* [Quoted text]
○ ○ ○ ○ ○ ○ ○

Blame the digital revolution. “In the early 1990s, only 1 percent of all counterfeit currency was created with high-quality printers, scanners and copiers,” says Michael Merritt, a deputy assistant director for the Secret Service, which is charged with policing counterfeit currency. “Now it’s 56 percent.” One notable offender is Art Williams, Jr., who has been arrested twice in the past decade–and has seven years left on his October 2007 sentence–for printing roughly $10 million in ersatz American currency using a scanner and a high-end printer.

The Secret Service estimates that 75 percent of the $564 billion in U.S. $100 bills are circulating overseas. Because of its high profile and constant, known value, the American hundred has become, in many unstable economies, the de facto currency. But tracking down fakes all over the world is too difficult for one agency. And there are far more sinister counterfeiters and opportunists than millionaire wannabes like Williams. For at least the past two decades, North Korea has been using the same sophisticated money-printing processes as the U.S. to create a “superdollar”–a bill that matches nearly every one of its security features–in order to simultaneously fatten that country’s coffers and devalue the American dollar. (According to the Secret Service, $5.3 million in supernotes were passed in 2005, all as $100 bills.)

○ ○ ○ ○ ○ ○ ○

* [Goal A] In the entries, rewrite the lines starting with the line that contains "Could you kindly indicate each instance of the baby's fingers" and going on through the line that contains "<point>265,910</point>". Replace "fingers" with "toes" and leave everything else unchanged.
The text about counterfeit currency and the entries that follow it are separate material.

○ ○ ○ ○ ○ ○ ○

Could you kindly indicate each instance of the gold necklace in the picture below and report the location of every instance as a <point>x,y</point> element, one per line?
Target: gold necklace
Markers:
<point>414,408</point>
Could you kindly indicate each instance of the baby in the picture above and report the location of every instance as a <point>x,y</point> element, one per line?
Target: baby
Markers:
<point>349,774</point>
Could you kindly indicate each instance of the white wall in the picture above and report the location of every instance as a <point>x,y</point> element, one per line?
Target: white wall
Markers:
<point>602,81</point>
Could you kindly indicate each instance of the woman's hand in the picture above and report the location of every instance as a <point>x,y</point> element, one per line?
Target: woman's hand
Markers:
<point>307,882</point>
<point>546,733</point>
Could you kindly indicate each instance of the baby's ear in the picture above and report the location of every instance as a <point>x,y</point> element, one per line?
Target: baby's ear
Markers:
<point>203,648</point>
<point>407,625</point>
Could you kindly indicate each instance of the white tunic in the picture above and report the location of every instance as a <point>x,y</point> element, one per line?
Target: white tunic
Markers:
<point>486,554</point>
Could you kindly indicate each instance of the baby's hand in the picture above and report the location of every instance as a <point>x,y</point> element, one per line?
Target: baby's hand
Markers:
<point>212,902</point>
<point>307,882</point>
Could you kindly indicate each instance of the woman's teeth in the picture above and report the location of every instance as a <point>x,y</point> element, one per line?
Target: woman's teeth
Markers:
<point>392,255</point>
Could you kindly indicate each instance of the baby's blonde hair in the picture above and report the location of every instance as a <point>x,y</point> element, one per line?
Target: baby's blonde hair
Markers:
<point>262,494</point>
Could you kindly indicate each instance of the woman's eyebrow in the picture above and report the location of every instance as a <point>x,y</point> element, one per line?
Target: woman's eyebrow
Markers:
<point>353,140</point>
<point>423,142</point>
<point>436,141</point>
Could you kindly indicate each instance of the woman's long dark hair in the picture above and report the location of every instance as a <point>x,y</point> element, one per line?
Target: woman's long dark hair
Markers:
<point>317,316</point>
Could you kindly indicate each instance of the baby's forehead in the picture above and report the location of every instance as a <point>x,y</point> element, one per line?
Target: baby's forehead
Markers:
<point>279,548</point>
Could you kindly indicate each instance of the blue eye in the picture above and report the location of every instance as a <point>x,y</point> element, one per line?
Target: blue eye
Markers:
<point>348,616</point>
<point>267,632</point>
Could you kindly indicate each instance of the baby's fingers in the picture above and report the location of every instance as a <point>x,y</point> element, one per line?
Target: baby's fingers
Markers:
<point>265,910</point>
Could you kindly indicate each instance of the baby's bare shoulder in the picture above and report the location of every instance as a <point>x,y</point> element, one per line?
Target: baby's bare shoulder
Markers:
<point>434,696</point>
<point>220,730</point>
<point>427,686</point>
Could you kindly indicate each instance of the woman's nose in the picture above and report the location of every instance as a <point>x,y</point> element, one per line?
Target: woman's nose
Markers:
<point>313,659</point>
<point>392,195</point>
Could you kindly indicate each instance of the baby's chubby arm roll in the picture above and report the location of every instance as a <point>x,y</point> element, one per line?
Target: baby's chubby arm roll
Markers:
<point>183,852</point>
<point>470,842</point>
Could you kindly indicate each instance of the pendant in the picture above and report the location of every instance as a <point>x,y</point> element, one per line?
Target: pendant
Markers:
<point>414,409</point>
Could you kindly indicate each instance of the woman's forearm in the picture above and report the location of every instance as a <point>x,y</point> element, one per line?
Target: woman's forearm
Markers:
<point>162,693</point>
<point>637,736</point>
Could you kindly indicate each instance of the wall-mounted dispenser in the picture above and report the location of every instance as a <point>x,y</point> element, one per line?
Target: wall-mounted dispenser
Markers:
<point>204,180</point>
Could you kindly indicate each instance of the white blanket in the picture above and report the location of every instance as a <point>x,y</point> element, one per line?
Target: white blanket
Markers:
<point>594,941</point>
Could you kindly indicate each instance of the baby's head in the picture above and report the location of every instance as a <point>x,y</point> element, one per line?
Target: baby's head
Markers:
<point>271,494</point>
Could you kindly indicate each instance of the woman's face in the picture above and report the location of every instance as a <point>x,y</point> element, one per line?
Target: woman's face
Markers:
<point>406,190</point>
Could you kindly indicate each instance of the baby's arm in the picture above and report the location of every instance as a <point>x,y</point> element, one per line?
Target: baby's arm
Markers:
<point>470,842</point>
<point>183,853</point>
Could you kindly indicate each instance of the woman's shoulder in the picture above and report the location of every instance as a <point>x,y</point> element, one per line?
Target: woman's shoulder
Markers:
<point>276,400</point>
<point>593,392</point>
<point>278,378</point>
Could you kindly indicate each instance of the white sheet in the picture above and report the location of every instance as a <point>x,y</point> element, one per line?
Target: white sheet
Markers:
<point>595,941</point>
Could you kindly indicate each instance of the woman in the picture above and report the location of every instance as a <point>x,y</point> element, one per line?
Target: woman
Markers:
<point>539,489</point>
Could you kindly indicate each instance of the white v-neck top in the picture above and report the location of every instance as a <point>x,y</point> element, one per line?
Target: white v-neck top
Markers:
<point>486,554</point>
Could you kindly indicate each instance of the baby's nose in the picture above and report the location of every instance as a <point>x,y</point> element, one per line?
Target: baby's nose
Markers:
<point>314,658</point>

○ ○ ○ ○ ○ ○ ○

* [Goal B] According to the text on counterfeit currency, what share of the $564 billion in U.S. $100 bills does the Secret Service estimate is circulating overseas?

* [Worked answer A]
Could you kindly indicate each instance of the baby's toes in the picture above and report the location of every instance as a <point>x,y</point> element, one per line?
Target: baby's toes
Markers:
<point>265,910</point>

* [Worked answer B] 75 percent